- Problem requirements -
Lay out the items starting at "Tight-box annotation required for the class tree." and ending at "[428,161,542,263]" as a two-column CSV with the headers instruction and response, one row per item. Put each instruction and its response in a single quoted field, with line breaks replaced by spaces.

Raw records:
□ □ □ □
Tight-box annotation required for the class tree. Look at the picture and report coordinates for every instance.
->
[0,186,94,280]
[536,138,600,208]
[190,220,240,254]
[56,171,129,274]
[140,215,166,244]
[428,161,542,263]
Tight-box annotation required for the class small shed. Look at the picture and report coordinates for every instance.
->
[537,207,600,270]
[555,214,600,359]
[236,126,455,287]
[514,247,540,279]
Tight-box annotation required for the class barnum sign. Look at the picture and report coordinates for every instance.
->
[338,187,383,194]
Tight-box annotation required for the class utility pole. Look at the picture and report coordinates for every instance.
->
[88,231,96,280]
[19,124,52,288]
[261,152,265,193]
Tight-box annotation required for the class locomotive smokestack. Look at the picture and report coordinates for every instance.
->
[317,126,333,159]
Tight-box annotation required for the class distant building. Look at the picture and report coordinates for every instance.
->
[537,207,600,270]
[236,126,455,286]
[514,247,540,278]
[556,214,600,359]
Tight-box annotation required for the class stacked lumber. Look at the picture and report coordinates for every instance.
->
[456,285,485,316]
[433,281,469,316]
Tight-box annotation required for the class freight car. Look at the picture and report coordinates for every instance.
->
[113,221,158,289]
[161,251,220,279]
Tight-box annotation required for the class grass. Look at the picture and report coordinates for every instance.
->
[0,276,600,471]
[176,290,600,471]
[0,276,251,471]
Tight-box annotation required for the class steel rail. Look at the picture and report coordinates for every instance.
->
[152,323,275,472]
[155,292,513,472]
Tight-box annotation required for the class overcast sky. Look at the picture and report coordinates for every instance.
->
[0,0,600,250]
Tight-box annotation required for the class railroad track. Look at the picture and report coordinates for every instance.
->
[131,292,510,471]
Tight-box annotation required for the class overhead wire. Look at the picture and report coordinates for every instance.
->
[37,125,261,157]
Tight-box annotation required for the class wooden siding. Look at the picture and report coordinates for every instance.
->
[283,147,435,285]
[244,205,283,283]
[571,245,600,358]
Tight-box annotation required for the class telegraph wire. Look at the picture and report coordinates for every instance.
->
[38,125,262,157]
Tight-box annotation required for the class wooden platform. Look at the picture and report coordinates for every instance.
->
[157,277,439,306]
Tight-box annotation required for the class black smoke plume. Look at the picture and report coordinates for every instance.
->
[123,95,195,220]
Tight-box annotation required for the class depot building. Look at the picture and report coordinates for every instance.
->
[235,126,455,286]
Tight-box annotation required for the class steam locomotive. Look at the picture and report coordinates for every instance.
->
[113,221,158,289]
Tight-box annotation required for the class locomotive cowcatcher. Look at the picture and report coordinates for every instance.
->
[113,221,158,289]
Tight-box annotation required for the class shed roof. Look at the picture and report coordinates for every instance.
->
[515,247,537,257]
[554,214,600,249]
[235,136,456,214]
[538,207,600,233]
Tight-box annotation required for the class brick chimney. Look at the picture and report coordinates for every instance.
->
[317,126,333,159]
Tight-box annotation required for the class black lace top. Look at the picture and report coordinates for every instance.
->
□ □ □ □
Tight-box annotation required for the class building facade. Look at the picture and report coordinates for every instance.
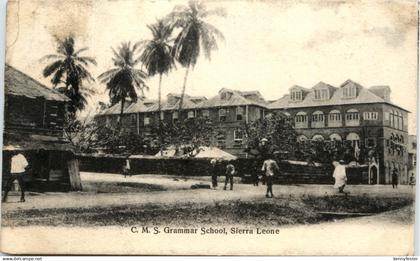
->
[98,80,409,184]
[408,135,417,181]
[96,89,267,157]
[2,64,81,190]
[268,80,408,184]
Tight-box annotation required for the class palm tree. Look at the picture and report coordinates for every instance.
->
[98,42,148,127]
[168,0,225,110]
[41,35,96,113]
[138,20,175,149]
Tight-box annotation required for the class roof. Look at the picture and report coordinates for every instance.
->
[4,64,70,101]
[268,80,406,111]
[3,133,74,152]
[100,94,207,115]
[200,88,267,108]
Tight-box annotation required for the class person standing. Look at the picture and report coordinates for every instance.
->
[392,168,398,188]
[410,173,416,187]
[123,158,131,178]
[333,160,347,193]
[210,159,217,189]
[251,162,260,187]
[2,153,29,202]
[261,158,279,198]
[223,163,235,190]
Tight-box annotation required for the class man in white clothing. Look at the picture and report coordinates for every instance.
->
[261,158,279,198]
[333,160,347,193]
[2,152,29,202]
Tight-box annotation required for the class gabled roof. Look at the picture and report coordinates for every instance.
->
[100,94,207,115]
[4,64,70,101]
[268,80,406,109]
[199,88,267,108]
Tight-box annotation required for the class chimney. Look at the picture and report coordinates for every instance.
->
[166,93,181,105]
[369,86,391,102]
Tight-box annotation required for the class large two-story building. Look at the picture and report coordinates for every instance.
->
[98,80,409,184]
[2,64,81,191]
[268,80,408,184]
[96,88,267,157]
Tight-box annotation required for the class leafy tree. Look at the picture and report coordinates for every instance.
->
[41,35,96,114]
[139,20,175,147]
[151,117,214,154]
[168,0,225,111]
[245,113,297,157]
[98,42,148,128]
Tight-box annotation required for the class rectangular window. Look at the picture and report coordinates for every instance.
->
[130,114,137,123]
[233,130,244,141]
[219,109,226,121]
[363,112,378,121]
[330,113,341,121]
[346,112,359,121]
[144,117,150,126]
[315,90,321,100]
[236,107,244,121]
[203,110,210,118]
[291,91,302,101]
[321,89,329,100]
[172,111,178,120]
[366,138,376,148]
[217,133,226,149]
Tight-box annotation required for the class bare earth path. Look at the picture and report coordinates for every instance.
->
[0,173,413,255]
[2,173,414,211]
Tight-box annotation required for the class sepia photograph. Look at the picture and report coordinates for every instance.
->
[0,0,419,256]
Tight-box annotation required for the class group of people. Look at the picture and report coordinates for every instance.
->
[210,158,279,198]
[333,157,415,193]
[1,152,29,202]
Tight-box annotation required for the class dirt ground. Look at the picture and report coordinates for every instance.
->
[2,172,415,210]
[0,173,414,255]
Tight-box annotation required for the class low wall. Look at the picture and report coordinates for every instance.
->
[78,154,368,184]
□ □ □ □
- Output of the task -
instruction,response
"Tight-box annotation required for the class tree. Look at the picture and report coordinates for every instance. ->","[0,186,94,280] [536,138,600,208] [190,220,240,254] [56,171,129,274] [140,215,166,244] [428,161,542,263]"